### WORK TASK:
Single out the lines of the material that contain "every" and copy them.

### DATA SHOWN:

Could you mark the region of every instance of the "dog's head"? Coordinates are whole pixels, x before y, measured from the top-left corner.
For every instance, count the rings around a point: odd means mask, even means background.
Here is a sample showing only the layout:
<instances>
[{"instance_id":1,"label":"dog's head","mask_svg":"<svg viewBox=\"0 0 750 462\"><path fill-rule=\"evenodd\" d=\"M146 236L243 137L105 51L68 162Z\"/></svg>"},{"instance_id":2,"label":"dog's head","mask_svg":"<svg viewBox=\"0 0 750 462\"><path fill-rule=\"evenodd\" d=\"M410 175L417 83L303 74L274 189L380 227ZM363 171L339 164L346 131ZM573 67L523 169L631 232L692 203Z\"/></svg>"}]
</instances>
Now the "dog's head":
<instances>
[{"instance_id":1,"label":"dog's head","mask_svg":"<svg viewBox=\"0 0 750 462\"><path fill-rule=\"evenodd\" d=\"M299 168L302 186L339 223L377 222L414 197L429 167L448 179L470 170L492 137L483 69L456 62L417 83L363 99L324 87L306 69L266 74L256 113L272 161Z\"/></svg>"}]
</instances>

### ANSWER TO THIS PROBLEM:
Could you mark the region of every instance of the "dog's head"? Coordinates are whole pixels, x before y, measured from the top-left corner.
For every instance, count the rings around a point: odd means mask, even means background.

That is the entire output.